▶ [WHAT IS REQUIRED]: Below are some records. Print all of them exactly as they appear.

▶ [DATA TO USE]:
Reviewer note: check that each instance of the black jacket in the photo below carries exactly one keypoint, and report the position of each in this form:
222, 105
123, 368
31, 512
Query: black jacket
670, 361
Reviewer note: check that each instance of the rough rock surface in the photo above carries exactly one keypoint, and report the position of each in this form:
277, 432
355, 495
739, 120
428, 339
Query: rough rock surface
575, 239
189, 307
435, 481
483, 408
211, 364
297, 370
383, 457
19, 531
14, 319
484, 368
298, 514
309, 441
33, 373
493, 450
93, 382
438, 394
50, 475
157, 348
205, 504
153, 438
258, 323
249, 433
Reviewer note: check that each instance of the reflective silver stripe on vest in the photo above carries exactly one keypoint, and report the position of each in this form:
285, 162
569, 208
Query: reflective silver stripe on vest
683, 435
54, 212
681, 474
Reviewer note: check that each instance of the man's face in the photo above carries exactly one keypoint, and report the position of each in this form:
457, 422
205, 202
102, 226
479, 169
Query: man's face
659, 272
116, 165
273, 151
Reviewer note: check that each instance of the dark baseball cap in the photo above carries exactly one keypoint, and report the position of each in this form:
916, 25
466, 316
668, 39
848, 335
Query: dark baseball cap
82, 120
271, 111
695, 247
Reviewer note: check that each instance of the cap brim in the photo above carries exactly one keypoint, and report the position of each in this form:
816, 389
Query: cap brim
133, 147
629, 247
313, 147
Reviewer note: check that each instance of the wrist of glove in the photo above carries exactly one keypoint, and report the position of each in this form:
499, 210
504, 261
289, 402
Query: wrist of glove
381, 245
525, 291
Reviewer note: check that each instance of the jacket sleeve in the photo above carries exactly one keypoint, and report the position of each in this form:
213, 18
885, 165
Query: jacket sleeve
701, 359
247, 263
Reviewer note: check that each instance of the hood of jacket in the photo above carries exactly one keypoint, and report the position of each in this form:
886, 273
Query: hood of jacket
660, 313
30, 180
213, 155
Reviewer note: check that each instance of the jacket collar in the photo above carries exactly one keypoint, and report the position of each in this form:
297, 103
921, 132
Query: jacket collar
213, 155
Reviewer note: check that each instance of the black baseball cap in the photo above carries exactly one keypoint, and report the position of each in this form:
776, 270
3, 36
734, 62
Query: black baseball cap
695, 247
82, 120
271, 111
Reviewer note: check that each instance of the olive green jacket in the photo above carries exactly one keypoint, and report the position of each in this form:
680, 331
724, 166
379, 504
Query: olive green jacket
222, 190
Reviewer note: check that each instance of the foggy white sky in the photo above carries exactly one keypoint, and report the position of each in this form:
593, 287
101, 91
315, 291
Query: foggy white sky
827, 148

▶ [SOLUTION TO THE PROBLEM]:
Reviewer note: check that each instance of the black jacket in the photo below carries exactly one keypoint, and report the position of each in this form:
222, 105
123, 368
31, 512
Query: black jacket
670, 361
Reviewer note: check that each instance of the rough rock surface in the photo above carries exactly one keypoint, and report the position of each in this form:
277, 432
355, 495
739, 120
428, 339
Query: rough rock surface
575, 239
189, 307
435, 481
483, 408
211, 364
297, 370
383, 457
19, 531
14, 319
484, 368
298, 514
309, 441
33, 373
493, 450
93, 382
438, 394
50, 475
157, 348
205, 504
153, 438
258, 323
249, 433
Reviewer note: check that each instance of the reflective silver stripe on vest in the photo above carries exactly one keypoint, and report the position of each in this form:
285, 162
569, 208
Query: reflective silver stripe on vest
683, 435
54, 212
681, 474
Reviewer note: check that each instance of the man's face in the photo above carries exactly one keypoint, and report the position of each in this form:
457, 422
205, 202
102, 226
479, 169
Query: man's face
659, 272
116, 165
273, 151
Reviewer note: check that each instance of the dark baseball cap in the photo above carries exactly one keypoint, and report the position of each in this form:
916, 25
466, 316
668, 39
848, 335
Query: dark baseball cap
82, 120
271, 111
695, 247
Reviewer note: check that each instance of the cap brim in the photo above carries exactly one keypoint, and report the position of each in this form:
816, 389
Query: cap brim
133, 147
629, 247
313, 147
Reviewer note: check that each instance of the wrist of glove in the photo above carries exactly one keypoint, and report the position of each in this form:
499, 210
504, 261
289, 402
Query: wrist of glove
381, 245
525, 291
Reviewer note: check that each instance of the jacket sleeve in the photo above carries exactly one keypoint, and report the position of each in this form:
213, 18
885, 165
Query: jacket sleeve
701, 359
247, 263
Reviewer note: check that each instance of the hood of jacket in the photo above carries exactly one keypoint, and report the position of each in this form:
886, 273
Query: hood of jacket
660, 313
30, 180
213, 155
Reviewer note: check that each instance of the jacket collar in the photo above carries exactly one keypoint, and report the position of each in this form:
297, 103
921, 132
Query: jacket collar
213, 155
Reviewer note: check that each instance of the black baseball cap in the photo above carries exactly one keypoint, and report the position of each in this form:
776, 270
3, 36
734, 62
Query: black baseball cap
695, 247
82, 120
271, 111
Reviewer note: check that each instance of the olive green jacket in the photo above carries exactly one keypoint, and report the position of each in this form:
680, 331
724, 166
379, 504
Query: olive green jacket
222, 190
Reviewer note: check that each instance of the foggy white sky in the photo above carries exactly one keypoint, and report the position of each in this form:
593, 287
101, 91
315, 291
Query: foggy white sky
827, 148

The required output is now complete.